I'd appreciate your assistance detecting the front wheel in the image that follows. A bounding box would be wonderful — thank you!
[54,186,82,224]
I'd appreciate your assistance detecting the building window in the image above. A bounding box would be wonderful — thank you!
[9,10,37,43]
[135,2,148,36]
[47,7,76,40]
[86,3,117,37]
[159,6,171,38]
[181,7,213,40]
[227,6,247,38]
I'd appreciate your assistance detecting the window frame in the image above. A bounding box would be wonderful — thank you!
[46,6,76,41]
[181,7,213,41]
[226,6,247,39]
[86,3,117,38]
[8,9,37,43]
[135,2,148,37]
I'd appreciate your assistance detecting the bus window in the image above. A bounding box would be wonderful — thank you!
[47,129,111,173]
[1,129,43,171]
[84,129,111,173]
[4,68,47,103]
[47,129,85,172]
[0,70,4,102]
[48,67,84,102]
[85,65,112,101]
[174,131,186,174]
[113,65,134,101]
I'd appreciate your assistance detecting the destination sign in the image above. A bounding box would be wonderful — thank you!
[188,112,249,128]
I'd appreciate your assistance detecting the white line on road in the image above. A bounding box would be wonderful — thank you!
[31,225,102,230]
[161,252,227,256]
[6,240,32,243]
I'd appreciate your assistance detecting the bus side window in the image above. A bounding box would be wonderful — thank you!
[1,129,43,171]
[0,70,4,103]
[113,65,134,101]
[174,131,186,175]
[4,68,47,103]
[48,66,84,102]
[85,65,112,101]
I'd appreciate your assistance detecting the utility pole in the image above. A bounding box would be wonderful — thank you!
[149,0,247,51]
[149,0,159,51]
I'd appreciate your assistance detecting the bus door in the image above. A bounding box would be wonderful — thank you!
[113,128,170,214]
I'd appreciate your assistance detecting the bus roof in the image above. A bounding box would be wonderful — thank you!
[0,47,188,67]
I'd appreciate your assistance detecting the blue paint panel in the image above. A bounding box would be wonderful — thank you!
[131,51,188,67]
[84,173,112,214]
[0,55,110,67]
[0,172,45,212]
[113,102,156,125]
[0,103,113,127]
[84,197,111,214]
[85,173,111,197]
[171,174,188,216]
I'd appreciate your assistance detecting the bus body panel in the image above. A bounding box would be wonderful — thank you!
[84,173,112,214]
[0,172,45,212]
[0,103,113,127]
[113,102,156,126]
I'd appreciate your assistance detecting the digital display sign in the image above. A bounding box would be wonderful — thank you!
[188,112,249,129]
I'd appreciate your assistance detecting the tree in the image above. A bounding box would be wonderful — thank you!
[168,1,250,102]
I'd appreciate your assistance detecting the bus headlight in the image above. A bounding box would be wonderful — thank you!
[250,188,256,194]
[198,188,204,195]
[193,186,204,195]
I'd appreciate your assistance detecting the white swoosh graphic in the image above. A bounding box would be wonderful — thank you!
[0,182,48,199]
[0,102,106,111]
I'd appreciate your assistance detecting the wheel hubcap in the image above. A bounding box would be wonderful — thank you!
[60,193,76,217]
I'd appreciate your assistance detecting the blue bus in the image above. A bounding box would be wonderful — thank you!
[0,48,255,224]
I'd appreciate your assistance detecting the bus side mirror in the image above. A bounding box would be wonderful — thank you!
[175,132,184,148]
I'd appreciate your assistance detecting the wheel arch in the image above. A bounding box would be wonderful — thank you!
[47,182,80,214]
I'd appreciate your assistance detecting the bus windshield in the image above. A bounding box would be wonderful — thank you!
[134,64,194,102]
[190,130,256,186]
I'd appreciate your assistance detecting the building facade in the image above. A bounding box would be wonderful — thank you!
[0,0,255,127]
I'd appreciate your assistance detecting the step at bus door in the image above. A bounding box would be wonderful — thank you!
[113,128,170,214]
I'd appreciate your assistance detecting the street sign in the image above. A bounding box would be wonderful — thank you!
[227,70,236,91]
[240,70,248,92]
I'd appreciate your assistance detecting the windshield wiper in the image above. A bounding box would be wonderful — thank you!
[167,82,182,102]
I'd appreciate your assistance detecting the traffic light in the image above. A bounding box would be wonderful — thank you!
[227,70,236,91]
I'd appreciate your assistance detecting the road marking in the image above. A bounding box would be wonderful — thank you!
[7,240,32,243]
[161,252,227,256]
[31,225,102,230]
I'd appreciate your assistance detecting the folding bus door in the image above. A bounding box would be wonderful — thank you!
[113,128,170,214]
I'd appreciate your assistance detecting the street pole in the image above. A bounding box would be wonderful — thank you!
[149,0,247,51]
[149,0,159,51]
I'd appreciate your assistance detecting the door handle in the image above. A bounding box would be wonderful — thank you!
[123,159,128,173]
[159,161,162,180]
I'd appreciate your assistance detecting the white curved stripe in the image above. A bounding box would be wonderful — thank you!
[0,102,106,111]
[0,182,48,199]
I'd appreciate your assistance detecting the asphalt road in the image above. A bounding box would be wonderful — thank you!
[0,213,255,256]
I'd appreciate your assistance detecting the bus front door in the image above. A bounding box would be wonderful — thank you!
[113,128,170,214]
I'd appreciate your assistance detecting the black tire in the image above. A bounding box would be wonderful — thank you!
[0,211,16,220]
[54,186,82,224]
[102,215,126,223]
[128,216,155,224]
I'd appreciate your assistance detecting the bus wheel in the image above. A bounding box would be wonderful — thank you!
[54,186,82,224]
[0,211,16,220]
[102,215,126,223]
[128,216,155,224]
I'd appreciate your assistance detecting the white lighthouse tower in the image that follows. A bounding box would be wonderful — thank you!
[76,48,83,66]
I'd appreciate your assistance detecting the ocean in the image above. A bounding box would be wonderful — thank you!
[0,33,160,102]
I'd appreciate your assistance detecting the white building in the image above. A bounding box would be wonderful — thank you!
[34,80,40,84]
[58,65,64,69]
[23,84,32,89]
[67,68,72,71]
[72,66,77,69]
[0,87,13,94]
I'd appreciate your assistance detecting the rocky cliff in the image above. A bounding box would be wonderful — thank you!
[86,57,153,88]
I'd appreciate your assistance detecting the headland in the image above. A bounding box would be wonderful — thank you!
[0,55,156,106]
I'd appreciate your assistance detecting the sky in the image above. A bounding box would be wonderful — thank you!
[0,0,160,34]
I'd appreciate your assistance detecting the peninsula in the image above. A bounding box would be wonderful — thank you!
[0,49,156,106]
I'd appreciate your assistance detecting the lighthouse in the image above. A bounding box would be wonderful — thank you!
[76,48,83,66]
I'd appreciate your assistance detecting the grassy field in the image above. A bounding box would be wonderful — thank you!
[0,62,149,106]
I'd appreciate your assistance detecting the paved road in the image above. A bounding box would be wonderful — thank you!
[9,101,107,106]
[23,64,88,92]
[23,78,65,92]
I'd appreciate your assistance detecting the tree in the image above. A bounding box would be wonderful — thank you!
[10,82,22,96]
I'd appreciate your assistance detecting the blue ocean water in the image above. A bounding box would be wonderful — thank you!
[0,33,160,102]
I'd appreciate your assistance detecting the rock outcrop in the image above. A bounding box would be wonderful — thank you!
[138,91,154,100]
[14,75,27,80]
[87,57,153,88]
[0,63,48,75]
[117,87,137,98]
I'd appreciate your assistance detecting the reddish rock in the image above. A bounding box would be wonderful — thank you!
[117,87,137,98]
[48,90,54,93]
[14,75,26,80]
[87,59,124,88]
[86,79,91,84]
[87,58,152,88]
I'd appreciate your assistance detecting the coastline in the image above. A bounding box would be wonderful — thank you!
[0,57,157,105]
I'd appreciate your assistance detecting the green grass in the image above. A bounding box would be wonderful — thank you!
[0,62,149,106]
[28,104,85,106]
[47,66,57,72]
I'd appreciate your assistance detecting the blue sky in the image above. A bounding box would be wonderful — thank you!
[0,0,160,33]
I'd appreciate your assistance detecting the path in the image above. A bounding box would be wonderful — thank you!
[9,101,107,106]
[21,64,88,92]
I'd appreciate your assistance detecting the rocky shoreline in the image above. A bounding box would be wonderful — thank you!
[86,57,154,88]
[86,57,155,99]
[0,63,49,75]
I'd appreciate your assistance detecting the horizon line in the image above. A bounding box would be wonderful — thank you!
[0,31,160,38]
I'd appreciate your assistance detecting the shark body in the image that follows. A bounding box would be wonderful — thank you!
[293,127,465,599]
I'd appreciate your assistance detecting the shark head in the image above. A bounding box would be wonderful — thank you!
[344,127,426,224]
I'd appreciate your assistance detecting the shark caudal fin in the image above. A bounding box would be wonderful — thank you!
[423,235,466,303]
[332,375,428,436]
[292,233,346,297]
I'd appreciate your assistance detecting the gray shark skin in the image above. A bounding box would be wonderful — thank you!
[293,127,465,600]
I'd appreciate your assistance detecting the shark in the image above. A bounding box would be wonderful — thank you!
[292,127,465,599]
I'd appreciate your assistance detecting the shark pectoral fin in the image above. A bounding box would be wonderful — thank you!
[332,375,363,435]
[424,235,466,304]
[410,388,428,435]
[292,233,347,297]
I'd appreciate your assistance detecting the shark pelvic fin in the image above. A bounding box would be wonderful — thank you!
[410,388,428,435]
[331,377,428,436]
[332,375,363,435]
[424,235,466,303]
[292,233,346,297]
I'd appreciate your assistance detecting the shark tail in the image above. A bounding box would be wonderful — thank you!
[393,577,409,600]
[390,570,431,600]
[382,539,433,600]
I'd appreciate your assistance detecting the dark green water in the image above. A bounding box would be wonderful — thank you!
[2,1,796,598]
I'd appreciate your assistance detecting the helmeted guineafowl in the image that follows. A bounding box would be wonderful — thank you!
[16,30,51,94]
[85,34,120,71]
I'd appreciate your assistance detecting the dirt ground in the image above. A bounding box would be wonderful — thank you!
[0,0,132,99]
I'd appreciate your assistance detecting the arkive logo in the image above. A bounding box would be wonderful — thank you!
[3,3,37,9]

· · · · · · ·

Task prompt: From the line holding "I'd appreciate your assistance detecting the shark pectoral" to the end of the listing, copy every line exactly, both ends included, and add nothing.

Exercise solution:
I'd appreciate your assistance detecting the shark pectoral fin in the image above. A bounding box would be wonderful — thank you!
[332,375,363,435]
[424,235,466,304]
[410,388,428,435]
[292,233,347,297]
I'd appreciate your assistance detecting the shark pelvic fin in the image above. A bounding box would be wonderful — thank you!
[410,388,428,435]
[331,377,428,436]
[332,375,363,435]
[424,235,466,303]
[292,233,346,297]
I'd appreciate your assistance detecting the shark tail in the image above. A bounding box would be wonderful — thank you!
[393,577,409,600]
[390,570,431,600]
[382,539,433,600]
I'd appreciate your assistance detecting the dark green water in the image above. A bounding box would be wonderful — thank you!
[2,1,796,598]
I'd appreciate your assistance detecting the helmeted guineafowl in the image that follows. A bounding box would be wonderful — thank you!
[16,30,51,94]
[85,34,120,71]
I'd appreciate your assistance detecting the dirt ground in the image above. A bounding box would be wonderful — thank you!
[0,0,132,99]
I'd appreciate your assistance detecting the arkive logo in the image above. A bounding box would be wonderful — thank you!
[3,3,37,9]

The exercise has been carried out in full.